### [WRITTEN INSTRUCTION 1]
Translate this sentence from the article on West Hartford's state aid into Spanish: "Within that aid package, West Hartford’s ECS will decrease from $20,961,352 in FY2017 to $16,435,404 in FY2018."

### [SOURCE]
------------------------------------------------------------------------

Gov. Dannel P. Malloy unveiled details of a new budget proposal Friday morning which still cuts millions in aid to West Hartford in comparison to the previous fiscal year, but unlike other budget proposals returns millions in ECS funding.
By Ronni Newton
A budget proposal released by Gov. Dannel P. Malloy Friday morning cuts aid to West Hartford from FY2017 levels, but at a level that is far less draconian than budgets he floated earlier this year as well as the executive order released Aug. 18 – a measure that would completely wipe out the town’s nearly $21 million in Educational Cost Sharing (ECS) funds.
In a news release distributed Friday morning, Malloy said the latest proposal is intended to be a compromise agreement that “achieves dramatic structural change geared at stabilizing Connecticut’s finances over the long-term, while also being responsive to concerns voiced in recent months by legislators, town leaders, and recipients of state aid.”
West Hartford received a total state aid package of $25,499,051 in FY2017, which ended June 30, 2017. The governor’s latest budget would provide a total of $19,665,889 in aid – a combination of ECS, a municipal assistance grant, and several other grants – but would also require the town to reimburse the state for a portion of the employer share of teacher pensions costs, and phase that in over two years. In FY2018, the total due for teacher pension costs would be $1,805,573, for a net aid package to West Hartford of $17,860,316.
Within that aid package, West Hartford’s ECS will decrease from $20,961,352 in FY2017 to $16,435,404 in FY2018.
Statewide, the latest proposal increases municipal aid by $850 million in FY2018 from the levels outlined in the governor’s Aug. 18 executive order.
It’s no secret to the public that the state has been far from passing its budget for months, and when the Town Council adopted its $285.4 million budget on April 25, a $7 million contingency fund was included.
“We made an assumption and it was not on a whim,” Mayor Shari Cantor said of the budget adopted by the Council. “The state is in a tough place but we used what we thought was a reasonable number.”

------------------------------------------------------------------------

### [STORED RECORDS]

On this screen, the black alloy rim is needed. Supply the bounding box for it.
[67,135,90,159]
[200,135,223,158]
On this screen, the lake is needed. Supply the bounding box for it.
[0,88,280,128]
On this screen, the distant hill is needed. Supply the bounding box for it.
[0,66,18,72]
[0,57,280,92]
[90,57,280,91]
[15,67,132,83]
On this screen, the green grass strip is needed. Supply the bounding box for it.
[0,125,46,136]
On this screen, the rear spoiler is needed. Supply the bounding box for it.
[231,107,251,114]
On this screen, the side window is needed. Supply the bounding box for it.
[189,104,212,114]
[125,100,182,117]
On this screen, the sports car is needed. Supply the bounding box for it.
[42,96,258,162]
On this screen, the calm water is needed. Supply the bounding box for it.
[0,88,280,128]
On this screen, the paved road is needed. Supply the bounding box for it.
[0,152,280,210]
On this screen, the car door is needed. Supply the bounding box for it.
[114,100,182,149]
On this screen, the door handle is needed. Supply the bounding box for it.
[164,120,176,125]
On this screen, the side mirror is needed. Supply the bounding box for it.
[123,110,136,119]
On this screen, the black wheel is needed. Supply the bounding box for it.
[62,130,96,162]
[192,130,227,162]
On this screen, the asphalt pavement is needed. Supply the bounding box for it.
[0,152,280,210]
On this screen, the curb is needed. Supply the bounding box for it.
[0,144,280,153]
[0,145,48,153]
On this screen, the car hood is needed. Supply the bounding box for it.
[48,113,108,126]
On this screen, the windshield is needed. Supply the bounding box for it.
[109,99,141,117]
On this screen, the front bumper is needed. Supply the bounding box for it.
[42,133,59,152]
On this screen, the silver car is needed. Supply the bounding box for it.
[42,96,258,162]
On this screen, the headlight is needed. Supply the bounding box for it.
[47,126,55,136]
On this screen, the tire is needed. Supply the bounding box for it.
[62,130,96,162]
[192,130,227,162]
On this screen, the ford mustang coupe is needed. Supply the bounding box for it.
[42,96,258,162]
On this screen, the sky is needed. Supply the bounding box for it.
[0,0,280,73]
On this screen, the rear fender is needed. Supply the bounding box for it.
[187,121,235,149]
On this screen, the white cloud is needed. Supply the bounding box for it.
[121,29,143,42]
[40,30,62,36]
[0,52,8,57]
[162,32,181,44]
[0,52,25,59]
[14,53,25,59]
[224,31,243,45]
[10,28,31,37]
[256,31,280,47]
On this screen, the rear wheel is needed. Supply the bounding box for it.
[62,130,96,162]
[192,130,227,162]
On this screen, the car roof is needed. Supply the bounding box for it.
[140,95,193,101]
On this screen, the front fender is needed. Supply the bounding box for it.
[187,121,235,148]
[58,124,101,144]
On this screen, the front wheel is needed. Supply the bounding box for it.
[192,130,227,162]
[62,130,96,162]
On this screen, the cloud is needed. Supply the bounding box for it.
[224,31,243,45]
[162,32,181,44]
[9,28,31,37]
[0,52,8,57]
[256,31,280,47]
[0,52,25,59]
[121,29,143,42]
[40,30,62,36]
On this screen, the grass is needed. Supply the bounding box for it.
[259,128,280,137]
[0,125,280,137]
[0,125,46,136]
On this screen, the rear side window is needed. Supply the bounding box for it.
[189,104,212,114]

------------------------------------------------------------------------

### [WRITTEN INSTRUCTION 2]
Reproduce the records from the line with "On this screen, the distant" up to and including the line with "[187,121,235,149]".

### [WRITTEN SOLUTION 1]
Dentro de ese paquete de ayuda, el ECS de West Hartford disminuirá de $20,961,352 en el año fiscal 2017 a $16,435,404 en el año fiscal 2018.

### [WRITTEN SOLUTION 2]
On this screen, the distant hill is needed. Supply the bounding box for it.
[0,66,18,72]
[0,57,280,92]
[90,57,280,91]
[15,67,132,83]
On this screen, the green grass strip is needed. Supply the bounding box for it.
[0,125,46,136]
On this screen, the rear spoiler is needed. Supply the bounding box for it.
[231,107,251,114]
On this screen, the side window is needed. Supply the bounding box for it.
[189,104,212,114]
[125,100,182,117]
On this screen, the sports car is needed. Supply the bounding box for it.
[42,96,258,162]
On this screen, the calm water is needed. Supply the bounding box for it.
[0,88,280,128]
On this screen, the paved road is needed. Supply the bounding box for it.
[0,152,280,210]
On this screen, the car door is needed. Supply the bounding box for it.
[114,100,182,149]
On this screen, the door handle is needed. Supply the bounding box for it.
[164,120,176,125]
On this screen, the side mirror is needed. Supply the bounding box for it.
[123,110,136,119]
On this screen, the black wheel is needed. Supply the bounding box for it.
[62,130,96,162]
[192,130,227,162]
On this screen, the asphalt pavement is needed. Supply the bounding box for it.
[0,152,280,210]
On this screen, the curb is needed. Supply the bounding box for it.
[0,144,280,153]
[0,145,48,153]
On this screen, the car hood is needed. Supply the bounding box for it.
[48,113,108,126]
On this screen, the windshield is needed. Supply the bounding box for it.
[109,99,141,117]
On this screen, the front bumper is needed. Supply the bounding box for it.
[42,133,59,152]
On this screen, the silver car is needed. Supply the bounding box for it.
[42,96,258,162]
On this screen, the headlight is needed. Supply the bounding box for it.
[47,126,55,136]
On this screen, the tire is needed. Supply the bounding box for it.
[62,130,96,162]
[192,130,227,162]
On this screen, the ford mustang coupe is needed. Supply the bounding box for it.
[42,96,258,162]
On this screen, the sky is needed. Supply the bounding box for it.
[0,0,280,73]
On this screen, the rear fender is needed. Supply the bounding box for it.
[187,121,235,149]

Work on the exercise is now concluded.